• DIRECTIONS
Reproduce each line from the records that holds "scarf".

• DATA FOR REVIEW

== == ==

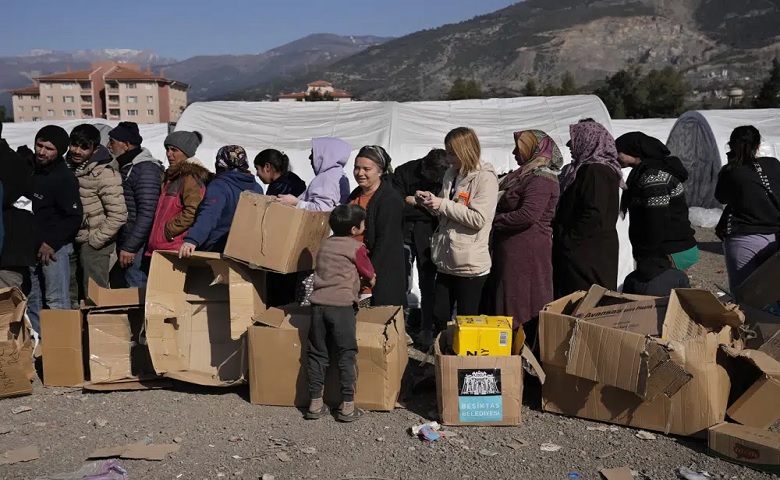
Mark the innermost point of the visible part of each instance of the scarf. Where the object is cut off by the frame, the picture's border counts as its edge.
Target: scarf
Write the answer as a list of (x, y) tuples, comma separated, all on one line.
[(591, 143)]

== == ==

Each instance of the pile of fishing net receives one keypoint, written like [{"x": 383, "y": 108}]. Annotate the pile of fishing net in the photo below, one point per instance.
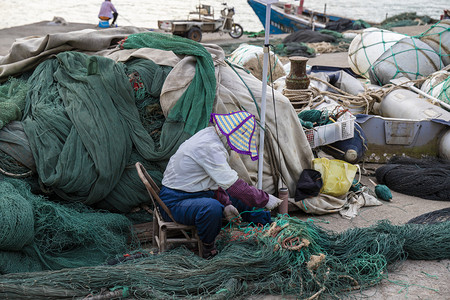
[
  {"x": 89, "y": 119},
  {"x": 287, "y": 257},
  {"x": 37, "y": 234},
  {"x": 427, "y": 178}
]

== == ==

• SOLVED PROBLEM
Mark the innermost point of the visible part of each instance of the scarf. Where the object is cut off by the frame, the picture's border counts as its edge.
Target: scarf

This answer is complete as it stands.